## Referring expression pointing data
────────
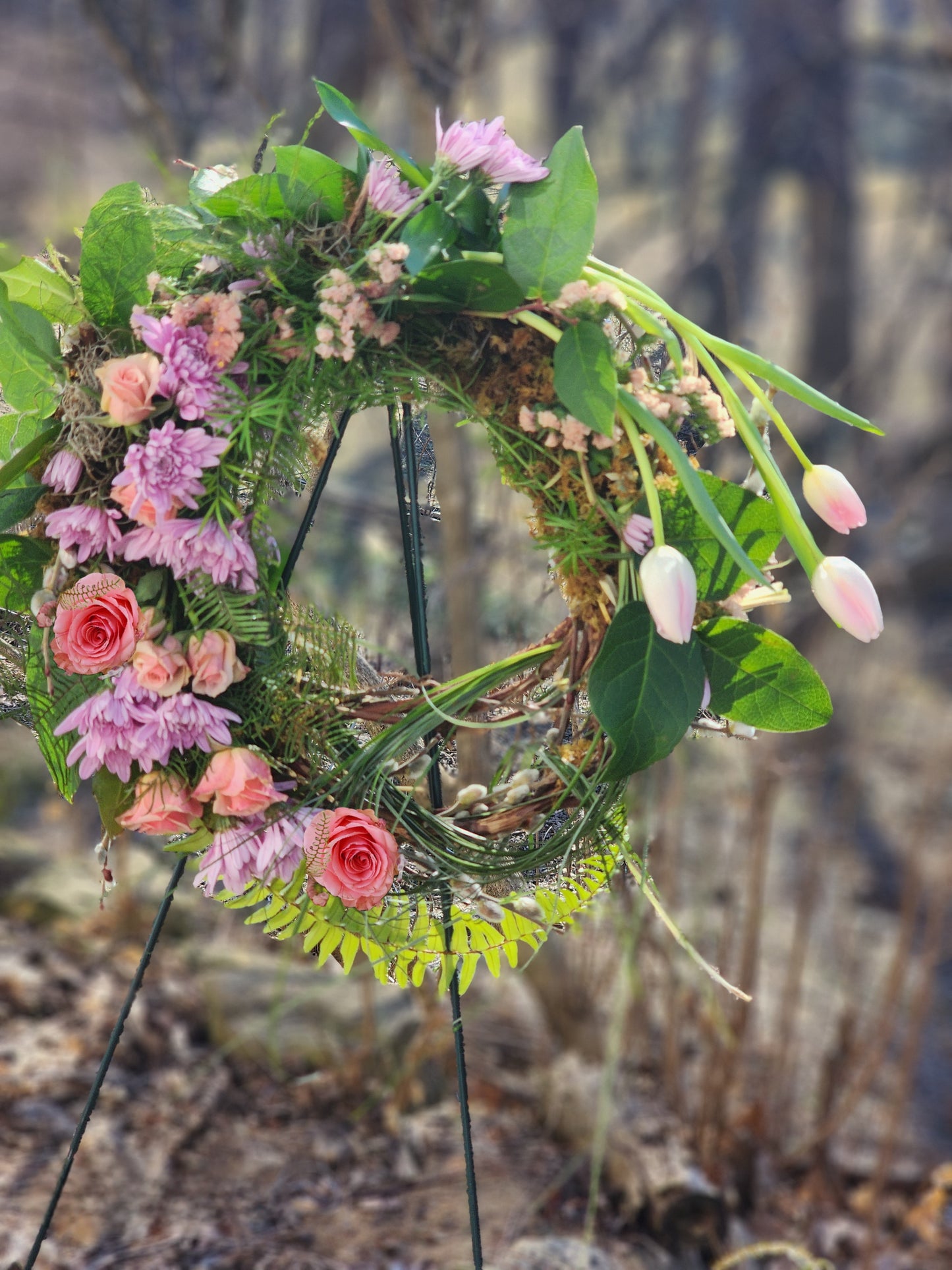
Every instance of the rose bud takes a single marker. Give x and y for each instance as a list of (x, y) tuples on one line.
[(833, 498), (848, 596), (669, 590)]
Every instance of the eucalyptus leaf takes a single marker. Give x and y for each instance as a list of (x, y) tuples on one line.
[(550, 227), (17, 504), (586, 378), (427, 234), (343, 111), (119, 254), (760, 678), (470, 285), (22, 563), (312, 179), (28, 351), (692, 484), (644, 690), (27, 456), (752, 520), (34, 283)]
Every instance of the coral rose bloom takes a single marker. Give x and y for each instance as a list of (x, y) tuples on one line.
[(353, 855), (97, 625), (128, 386), (240, 782), (163, 805)]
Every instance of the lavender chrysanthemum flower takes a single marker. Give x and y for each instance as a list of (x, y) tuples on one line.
[(386, 192), (167, 468), (190, 375), (86, 529), (190, 546), (231, 856), (63, 471)]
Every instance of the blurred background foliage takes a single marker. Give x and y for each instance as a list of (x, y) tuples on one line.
[(779, 169)]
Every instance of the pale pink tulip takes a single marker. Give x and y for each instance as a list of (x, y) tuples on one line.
[(833, 498), (669, 587), (848, 596)]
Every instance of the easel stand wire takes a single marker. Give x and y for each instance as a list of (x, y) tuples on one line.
[(401, 438), (408, 498)]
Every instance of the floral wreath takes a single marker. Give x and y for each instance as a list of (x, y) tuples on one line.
[(159, 401)]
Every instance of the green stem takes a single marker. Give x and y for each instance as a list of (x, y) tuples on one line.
[(648, 478)]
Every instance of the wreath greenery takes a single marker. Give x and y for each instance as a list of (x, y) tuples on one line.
[(202, 365)]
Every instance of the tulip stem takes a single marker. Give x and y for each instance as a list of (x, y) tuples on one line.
[(648, 478)]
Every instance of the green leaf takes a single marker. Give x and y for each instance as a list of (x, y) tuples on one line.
[(550, 229), (343, 111), (34, 283), (119, 253), (586, 379), (427, 234), (786, 382), (22, 563), (28, 351), (752, 520), (112, 799), (311, 178), (17, 504), (258, 196), (27, 456), (760, 678), (49, 713), (644, 690), (691, 483), (470, 285)]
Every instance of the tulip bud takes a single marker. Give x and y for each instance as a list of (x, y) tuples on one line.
[(833, 498), (848, 596), (669, 587)]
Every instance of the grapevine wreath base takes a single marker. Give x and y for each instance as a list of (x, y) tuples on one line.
[(204, 364)]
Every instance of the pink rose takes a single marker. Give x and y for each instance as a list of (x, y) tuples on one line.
[(128, 386), (353, 855), (126, 494), (97, 625), (160, 667), (213, 663), (240, 782), (163, 805)]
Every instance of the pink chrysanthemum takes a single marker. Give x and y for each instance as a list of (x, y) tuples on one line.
[(190, 546), (386, 192), (167, 468), (86, 529), (190, 375), (233, 856), (63, 471)]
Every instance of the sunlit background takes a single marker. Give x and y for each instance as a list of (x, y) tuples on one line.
[(779, 171)]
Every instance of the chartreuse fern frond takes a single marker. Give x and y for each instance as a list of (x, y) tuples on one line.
[(403, 939)]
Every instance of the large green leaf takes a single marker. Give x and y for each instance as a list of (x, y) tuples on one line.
[(644, 690), (28, 351), (343, 111), (427, 234), (119, 253), (586, 379), (17, 504), (34, 283), (760, 678), (691, 483), (49, 713), (310, 178), (256, 196), (550, 229), (22, 563), (470, 285), (752, 520), (27, 456)]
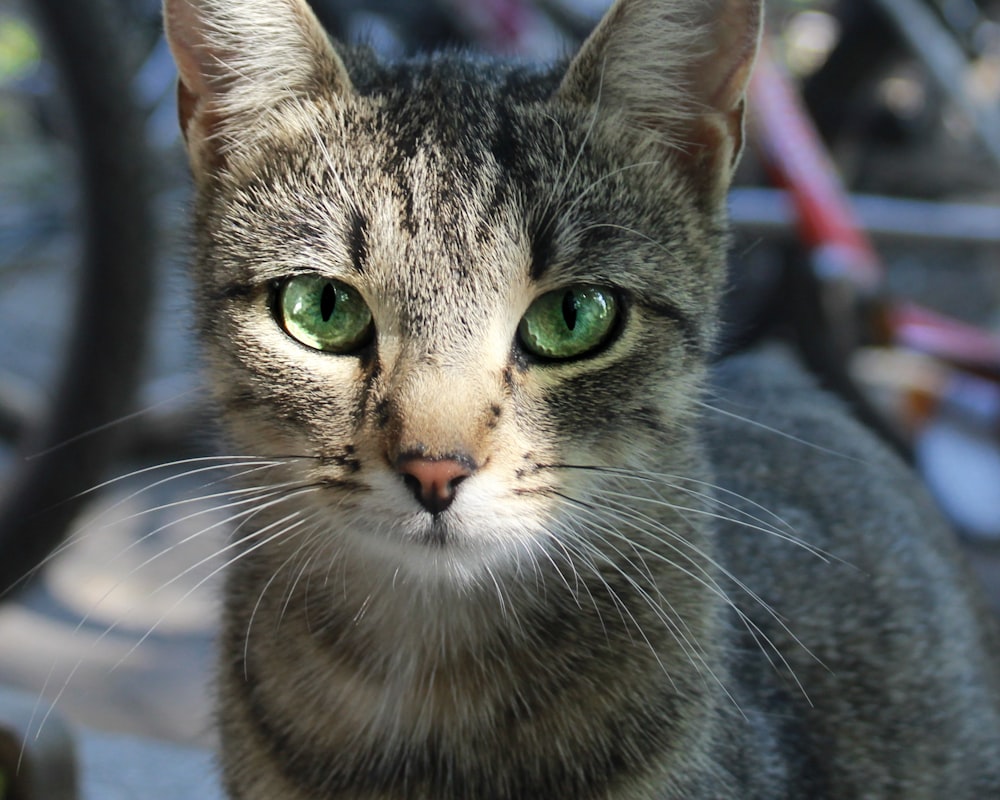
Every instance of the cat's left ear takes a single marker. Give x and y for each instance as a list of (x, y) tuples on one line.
[(238, 58), (675, 69)]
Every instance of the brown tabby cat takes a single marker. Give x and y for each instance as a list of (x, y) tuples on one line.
────────
## Task directions
Repeat the data exactly, without the pictures.

## Output of the task
Every instance of the rose bud takes a single marker. Give x and y for each instance as a list of (x, y) tuples on one line.
[(833, 498), (848, 596), (669, 590)]
Every instance of the eucalyptus leaf takes a single marker. Give x and y for each instance as a list of (x, y) tuples on one line.
[(550, 227), (17, 504), (586, 378), (427, 234), (343, 111), (119, 254), (760, 678), (470, 285), (22, 563), (312, 179), (28, 351), (692, 484), (644, 690), (27, 456), (752, 520), (34, 283)]
Every instance of the coral rose bloom takes a single marker. Give x and y for each instance as a list of (x, y) tuples on one line.
[(353, 855), (97, 625), (128, 386), (240, 782), (163, 805)]
Every instance of the lavender chrysanthemum flower takes a single marker. Give x and y for each instance as a list of (x, y) tuples on one line.
[(386, 192), (167, 468), (190, 375), (86, 529), (190, 546), (231, 856), (63, 471)]
Every instance of the blurred background foliage takes a single marker. Give x and y for each instance as a list of (x, y) tuples on one line.
[(779, 169)]
Every instance of the pale pink tulip takes a single marker. Give x and y for each instance as a list of (x, y) tuples on one line.
[(833, 498), (669, 587), (848, 596)]
Every instance of the easel stand wire takes a single marker. Give x and y for each instance as a list of (x, y) tuples on one line.
[(401, 438), (408, 498)]
Every instance of the floral wreath takes a single marker. Give x and y for each instance as a list of (x, y) tuples on one line.
[(159, 401)]
Every instance of the green stem takes a single marker. Give x and y for each instance as a list of (x, y) tuples on one line.
[(648, 478)]
Every instance of the wreath greenery takes a single marker. Give x and y for each instance as a list of (x, y) tuples on one line.
[(202, 365)]
Every instance of the tulip stem takes a single marker. Give x and y for each instance as a list of (x, y) tuples on one line.
[(648, 478)]
Every instance of the green leaf takes a single marker. Give x and y for each instance as a list of (x, y) tuples on one line.
[(550, 229), (343, 111), (34, 283), (119, 253), (586, 379), (427, 234), (786, 382), (22, 563), (28, 351), (752, 520), (112, 799), (311, 178), (17, 504), (258, 196), (27, 456), (760, 678), (49, 713), (644, 690), (691, 483), (470, 285)]
Every instance of the tulip bud takes a single marker. Give x and y for each instance as a list of (x, y) tuples on one line.
[(833, 498), (848, 596), (669, 587)]
Every instance of the grapevine wreath base takes a single marker. Give x and y for each instance as a list of (x, y) tuples on one line.
[(204, 364)]
Every instance of the pink rose takes a single marker. Give x and y for each instance as a list of (x, y) tuples on one line.
[(128, 386), (353, 855), (126, 494), (97, 625), (160, 667), (213, 663), (240, 782), (163, 805)]
Every instance of the pink chrysanthemum takes a single marker. Give x and y for each instance as a list of (x, y) tuples on one line.
[(190, 546), (386, 192), (167, 468), (86, 529), (190, 375), (233, 856), (63, 471)]
Every instance of the sunlit background takes a single marker. Give x and y for each instance as a list of (x, y) tuples on one line.
[(779, 171)]
Every instance of the chartreuse fern frond takes a single marker. Give x and y for each instance as a list of (x, y) tuples on one line.
[(403, 939)]
Every instance of the large green leaf takes a single marker. Give x and y for each instance as a list of (x, y) tuples on one line.
[(644, 690), (28, 351), (343, 111), (427, 234), (119, 253), (586, 379), (17, 504), (34, 283), (760, 678), (691, 483), (49, 713), (310, 178), (256, 196), (550, 229), (22, 563), (470, 285), (752, 520), (27, 456)]
Every instance of the cat's left ear takes a single marker. Give x and y for each instance as a list of (x, y) tuples on one line.
[(238, 58), (675, 69)]
Every instance of the brown tabby cat takes a single marker. Give x and y for each instance as a list of (x, y) tuples on one line.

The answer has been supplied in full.